*** Data records

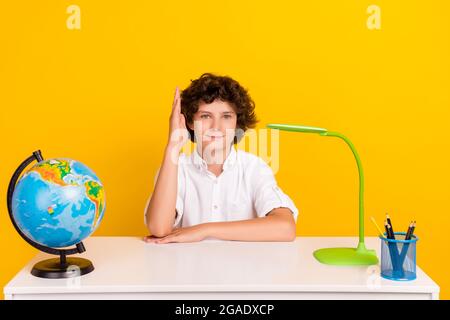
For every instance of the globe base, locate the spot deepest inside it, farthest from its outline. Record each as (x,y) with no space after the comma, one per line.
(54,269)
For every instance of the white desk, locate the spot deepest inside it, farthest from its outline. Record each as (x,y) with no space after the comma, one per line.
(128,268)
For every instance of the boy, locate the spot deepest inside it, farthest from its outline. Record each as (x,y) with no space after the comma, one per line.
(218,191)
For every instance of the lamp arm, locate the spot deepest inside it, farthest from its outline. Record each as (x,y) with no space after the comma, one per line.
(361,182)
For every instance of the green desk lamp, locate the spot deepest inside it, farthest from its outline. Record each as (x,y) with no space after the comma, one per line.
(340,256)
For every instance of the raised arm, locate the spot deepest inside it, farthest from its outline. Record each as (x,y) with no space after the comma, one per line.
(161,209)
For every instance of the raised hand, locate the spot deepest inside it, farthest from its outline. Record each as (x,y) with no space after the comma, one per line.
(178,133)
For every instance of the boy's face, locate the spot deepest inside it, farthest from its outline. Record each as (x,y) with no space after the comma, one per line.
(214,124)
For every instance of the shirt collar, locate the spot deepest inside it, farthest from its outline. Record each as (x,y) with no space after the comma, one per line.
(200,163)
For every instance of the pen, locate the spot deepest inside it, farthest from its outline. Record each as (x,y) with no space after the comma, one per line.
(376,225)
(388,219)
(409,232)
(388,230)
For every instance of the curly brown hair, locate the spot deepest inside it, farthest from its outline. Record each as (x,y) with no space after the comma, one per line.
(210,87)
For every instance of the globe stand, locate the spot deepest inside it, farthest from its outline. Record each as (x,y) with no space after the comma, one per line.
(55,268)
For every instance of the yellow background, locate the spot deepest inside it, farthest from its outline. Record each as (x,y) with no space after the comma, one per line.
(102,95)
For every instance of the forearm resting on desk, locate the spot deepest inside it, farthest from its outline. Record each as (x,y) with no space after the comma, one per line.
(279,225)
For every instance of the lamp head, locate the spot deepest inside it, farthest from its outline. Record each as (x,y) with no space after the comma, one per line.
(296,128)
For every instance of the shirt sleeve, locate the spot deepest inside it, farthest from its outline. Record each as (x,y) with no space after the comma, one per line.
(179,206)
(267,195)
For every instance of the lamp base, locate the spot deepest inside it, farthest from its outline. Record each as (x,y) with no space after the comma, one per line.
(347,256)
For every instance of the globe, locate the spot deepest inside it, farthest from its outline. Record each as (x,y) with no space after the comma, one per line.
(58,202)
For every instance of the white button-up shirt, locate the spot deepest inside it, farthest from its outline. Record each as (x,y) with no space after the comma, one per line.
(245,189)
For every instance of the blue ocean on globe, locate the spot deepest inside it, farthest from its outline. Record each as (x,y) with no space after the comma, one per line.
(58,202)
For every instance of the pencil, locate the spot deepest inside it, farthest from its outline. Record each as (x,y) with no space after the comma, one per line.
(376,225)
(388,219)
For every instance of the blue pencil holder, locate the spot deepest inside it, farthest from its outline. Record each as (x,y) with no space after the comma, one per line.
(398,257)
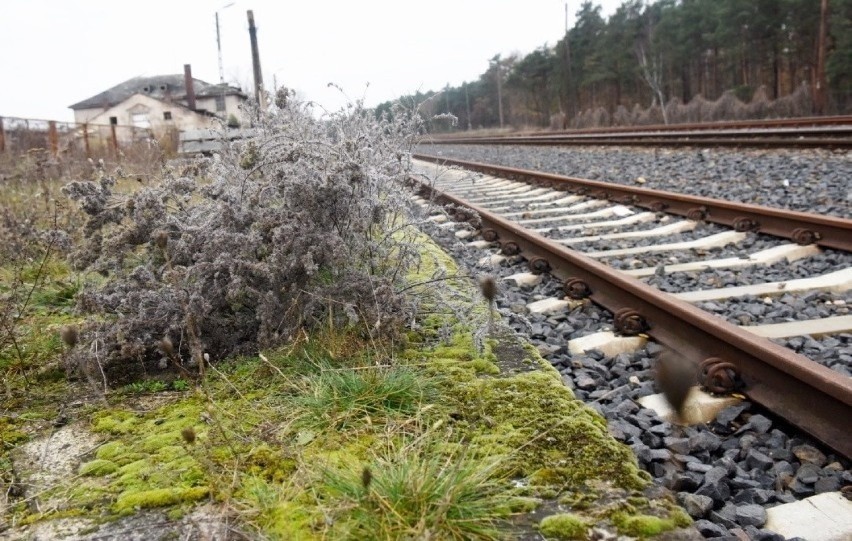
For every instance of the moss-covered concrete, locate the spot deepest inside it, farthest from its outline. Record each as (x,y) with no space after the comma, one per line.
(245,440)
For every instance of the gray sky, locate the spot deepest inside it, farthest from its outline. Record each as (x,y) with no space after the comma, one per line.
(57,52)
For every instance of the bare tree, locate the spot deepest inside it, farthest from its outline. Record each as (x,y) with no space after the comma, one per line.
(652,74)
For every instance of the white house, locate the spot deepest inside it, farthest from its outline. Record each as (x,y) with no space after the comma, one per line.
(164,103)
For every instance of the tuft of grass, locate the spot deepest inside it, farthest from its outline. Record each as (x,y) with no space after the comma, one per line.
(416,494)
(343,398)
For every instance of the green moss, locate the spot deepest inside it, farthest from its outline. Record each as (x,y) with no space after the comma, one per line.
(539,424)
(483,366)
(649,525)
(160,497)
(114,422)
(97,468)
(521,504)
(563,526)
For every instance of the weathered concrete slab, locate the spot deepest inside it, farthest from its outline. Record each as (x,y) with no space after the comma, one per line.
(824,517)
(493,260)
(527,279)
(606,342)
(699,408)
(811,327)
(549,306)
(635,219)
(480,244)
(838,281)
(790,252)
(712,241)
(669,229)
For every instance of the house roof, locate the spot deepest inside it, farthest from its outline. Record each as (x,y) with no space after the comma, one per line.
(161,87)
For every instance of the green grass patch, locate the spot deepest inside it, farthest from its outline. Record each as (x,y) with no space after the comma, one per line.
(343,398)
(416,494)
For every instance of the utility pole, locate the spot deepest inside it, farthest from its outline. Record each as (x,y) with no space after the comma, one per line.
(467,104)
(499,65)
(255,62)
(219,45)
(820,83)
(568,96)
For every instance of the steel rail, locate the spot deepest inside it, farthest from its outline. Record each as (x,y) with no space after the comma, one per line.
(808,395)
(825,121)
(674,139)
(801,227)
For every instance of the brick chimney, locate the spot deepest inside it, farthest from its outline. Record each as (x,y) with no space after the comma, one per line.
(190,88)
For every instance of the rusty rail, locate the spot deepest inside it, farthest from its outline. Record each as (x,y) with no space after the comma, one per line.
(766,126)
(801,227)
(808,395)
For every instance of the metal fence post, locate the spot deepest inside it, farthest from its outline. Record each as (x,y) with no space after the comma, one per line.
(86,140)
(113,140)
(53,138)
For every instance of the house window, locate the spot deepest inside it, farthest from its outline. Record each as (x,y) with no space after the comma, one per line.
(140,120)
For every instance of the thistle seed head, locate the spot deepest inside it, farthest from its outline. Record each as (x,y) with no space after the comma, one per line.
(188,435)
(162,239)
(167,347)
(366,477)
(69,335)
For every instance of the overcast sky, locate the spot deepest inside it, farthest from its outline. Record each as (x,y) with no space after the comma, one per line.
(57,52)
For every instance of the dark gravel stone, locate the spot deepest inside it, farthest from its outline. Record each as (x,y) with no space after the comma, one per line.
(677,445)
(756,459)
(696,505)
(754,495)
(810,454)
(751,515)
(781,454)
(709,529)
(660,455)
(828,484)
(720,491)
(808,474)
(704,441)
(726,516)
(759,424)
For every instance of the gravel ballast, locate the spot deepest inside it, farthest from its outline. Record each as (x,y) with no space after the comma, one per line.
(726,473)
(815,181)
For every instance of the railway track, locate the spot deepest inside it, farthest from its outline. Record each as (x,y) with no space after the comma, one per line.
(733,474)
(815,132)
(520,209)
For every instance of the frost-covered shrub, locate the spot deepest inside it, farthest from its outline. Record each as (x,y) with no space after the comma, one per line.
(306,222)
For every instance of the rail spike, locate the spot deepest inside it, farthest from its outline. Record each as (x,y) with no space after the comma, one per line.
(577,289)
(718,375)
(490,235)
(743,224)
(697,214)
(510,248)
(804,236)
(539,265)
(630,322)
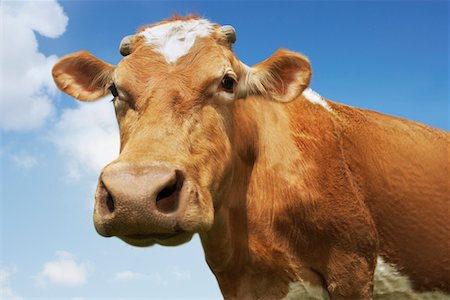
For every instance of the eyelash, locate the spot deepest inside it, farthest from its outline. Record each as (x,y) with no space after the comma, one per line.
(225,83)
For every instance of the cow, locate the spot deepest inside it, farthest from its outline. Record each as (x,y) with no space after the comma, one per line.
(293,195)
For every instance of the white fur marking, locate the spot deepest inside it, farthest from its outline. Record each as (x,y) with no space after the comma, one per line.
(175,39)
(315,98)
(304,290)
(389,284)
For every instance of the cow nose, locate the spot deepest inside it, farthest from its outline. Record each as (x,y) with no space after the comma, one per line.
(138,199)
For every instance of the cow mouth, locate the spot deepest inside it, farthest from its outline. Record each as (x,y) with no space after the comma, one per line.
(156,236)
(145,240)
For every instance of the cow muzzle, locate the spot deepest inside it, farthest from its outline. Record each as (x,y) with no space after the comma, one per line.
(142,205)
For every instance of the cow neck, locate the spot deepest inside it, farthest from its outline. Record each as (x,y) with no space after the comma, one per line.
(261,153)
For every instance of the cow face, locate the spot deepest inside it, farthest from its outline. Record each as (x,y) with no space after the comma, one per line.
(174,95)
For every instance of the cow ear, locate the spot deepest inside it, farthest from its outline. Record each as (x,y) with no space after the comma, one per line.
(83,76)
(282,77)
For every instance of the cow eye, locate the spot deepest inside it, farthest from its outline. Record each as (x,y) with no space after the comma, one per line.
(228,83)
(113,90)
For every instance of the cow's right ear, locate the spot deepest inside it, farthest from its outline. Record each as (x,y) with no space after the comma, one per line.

******
*** Data records

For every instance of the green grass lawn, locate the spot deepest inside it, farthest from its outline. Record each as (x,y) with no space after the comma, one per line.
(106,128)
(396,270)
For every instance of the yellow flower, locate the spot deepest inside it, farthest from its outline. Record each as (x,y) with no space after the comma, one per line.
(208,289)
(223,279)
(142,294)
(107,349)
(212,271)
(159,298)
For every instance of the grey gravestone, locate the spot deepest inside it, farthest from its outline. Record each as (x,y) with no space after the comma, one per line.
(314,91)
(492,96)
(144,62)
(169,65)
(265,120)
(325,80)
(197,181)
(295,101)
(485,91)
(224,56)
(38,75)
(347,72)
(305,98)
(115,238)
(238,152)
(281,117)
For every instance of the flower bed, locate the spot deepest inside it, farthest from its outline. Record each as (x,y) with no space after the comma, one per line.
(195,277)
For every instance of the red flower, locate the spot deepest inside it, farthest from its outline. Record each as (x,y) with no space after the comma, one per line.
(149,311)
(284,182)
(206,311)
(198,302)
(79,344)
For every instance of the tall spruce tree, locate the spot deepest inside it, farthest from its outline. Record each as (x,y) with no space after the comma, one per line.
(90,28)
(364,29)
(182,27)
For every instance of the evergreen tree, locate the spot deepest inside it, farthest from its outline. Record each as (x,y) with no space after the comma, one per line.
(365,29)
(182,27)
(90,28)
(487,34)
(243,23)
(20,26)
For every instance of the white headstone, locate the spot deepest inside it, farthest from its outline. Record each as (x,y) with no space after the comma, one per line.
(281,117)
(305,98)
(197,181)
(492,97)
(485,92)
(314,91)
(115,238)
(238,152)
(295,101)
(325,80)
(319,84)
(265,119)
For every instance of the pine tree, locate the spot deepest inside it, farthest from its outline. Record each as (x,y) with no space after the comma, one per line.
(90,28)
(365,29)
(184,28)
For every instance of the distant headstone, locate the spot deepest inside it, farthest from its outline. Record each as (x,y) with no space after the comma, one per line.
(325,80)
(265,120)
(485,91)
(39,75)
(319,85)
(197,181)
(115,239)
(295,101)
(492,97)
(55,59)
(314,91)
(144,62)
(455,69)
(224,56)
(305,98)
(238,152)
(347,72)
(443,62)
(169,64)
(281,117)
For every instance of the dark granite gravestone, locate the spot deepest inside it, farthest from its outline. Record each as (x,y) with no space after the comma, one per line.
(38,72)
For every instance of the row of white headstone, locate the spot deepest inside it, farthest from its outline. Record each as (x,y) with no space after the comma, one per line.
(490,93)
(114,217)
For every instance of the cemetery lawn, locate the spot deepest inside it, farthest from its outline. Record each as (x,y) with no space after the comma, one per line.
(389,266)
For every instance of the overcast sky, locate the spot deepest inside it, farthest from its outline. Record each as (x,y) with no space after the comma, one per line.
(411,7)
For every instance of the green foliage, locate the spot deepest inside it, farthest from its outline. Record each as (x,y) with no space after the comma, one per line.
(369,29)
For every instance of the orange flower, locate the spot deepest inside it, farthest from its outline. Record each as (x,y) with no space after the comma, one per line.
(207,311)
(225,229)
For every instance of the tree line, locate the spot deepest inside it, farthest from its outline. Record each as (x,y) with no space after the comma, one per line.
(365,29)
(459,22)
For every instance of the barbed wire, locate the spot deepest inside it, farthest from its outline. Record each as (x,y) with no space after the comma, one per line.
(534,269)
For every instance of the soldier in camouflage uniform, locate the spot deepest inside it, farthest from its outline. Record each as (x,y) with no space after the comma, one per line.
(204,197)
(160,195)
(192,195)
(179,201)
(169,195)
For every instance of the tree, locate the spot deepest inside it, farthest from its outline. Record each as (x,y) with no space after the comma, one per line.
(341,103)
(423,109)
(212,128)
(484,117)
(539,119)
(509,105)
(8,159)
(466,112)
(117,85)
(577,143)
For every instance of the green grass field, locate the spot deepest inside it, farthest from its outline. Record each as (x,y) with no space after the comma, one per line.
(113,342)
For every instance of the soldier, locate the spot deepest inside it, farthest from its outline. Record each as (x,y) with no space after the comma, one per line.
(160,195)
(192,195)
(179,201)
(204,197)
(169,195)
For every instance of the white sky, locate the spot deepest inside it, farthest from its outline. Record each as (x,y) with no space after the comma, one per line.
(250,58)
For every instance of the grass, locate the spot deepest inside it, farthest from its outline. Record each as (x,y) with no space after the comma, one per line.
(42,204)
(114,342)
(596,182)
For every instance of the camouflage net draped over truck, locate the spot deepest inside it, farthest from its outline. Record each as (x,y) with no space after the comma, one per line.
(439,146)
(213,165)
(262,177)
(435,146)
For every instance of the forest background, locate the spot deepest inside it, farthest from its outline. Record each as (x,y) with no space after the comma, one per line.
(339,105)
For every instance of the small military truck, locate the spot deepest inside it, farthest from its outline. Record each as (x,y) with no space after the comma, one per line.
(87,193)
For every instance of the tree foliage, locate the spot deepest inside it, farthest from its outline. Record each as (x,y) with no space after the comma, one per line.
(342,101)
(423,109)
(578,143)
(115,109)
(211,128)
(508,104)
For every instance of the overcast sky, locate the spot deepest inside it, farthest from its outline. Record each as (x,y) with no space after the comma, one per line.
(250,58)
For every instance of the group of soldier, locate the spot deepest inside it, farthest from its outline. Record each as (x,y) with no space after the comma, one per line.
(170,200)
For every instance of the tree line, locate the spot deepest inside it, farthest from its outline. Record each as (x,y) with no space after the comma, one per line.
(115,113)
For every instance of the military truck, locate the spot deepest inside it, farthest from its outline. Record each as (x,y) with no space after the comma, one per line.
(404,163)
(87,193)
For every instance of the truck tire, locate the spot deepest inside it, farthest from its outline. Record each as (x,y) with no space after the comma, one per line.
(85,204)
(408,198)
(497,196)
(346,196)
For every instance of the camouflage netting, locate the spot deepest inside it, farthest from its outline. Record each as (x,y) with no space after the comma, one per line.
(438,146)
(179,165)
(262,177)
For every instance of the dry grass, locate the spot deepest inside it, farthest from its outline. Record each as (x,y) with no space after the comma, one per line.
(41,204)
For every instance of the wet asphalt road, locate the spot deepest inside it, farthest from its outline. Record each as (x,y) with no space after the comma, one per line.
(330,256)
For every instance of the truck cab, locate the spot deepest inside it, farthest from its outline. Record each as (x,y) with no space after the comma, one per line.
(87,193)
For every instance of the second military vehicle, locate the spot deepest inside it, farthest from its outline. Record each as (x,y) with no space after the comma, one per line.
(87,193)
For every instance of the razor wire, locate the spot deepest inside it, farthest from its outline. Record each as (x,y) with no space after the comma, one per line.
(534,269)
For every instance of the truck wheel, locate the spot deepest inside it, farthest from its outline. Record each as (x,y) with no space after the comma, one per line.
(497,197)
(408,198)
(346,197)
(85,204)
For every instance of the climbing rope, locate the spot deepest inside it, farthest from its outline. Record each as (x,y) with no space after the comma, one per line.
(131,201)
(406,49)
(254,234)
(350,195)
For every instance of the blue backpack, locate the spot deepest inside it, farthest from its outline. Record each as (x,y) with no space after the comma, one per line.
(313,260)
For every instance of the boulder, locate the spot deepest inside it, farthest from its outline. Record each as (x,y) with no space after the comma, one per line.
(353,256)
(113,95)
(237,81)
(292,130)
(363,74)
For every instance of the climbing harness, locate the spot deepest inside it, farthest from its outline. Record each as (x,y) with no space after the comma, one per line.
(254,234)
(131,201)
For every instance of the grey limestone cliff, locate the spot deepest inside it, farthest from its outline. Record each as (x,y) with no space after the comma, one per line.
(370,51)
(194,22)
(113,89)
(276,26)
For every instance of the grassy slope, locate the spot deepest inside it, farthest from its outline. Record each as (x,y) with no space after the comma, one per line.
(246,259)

******
*** Data records

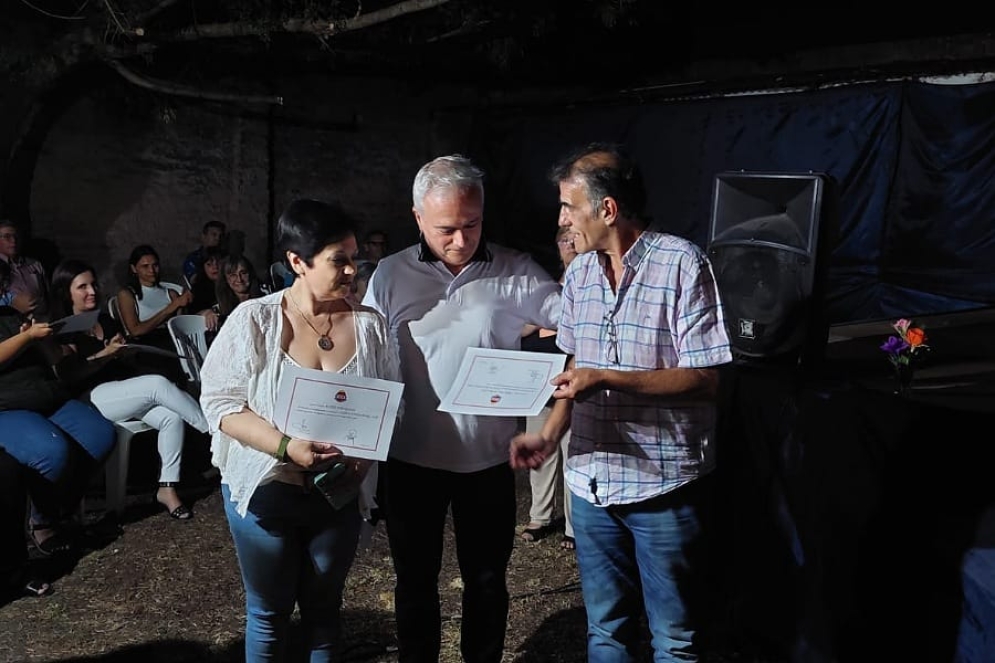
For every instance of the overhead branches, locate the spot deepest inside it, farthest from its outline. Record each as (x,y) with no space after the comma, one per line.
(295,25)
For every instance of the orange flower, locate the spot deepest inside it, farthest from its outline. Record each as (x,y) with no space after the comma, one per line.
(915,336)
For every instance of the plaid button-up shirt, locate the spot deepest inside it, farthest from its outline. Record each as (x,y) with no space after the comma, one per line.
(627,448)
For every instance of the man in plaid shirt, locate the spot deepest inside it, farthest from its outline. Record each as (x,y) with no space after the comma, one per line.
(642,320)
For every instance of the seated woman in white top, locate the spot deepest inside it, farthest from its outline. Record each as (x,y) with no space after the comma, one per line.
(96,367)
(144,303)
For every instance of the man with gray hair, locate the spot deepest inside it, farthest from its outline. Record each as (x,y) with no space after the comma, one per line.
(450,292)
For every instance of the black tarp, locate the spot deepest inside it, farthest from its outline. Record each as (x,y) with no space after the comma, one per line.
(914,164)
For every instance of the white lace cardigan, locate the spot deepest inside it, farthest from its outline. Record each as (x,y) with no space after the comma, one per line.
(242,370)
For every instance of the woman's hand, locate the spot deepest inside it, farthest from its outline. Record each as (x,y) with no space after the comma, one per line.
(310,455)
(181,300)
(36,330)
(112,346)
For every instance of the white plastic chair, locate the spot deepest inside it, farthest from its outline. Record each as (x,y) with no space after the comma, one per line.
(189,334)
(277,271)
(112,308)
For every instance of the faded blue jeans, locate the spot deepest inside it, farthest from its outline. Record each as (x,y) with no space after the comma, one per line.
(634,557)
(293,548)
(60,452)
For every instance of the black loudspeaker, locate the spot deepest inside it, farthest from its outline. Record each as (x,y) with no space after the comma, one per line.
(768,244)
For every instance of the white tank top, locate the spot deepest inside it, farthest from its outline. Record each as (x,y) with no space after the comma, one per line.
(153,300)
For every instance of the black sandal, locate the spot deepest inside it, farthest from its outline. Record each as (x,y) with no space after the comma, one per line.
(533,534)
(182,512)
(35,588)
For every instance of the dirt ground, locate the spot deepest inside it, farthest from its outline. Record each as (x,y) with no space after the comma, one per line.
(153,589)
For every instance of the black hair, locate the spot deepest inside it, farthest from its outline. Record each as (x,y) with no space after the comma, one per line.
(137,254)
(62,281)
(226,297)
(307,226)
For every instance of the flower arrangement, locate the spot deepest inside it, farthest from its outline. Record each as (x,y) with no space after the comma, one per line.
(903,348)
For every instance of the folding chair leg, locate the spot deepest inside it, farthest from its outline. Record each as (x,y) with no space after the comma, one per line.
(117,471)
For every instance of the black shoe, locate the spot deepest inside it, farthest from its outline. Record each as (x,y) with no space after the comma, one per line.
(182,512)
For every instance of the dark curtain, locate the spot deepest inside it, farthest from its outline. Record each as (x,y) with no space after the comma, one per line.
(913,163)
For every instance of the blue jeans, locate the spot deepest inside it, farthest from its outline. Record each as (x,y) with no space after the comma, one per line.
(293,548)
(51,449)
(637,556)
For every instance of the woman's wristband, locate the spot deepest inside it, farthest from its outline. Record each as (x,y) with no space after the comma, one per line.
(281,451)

******

• _Required task_: Tally the lines of the data above that contain the string "headstone", treating uppercase and lowercase letters as distinct. State only the resulting number.

• _Written response_: 3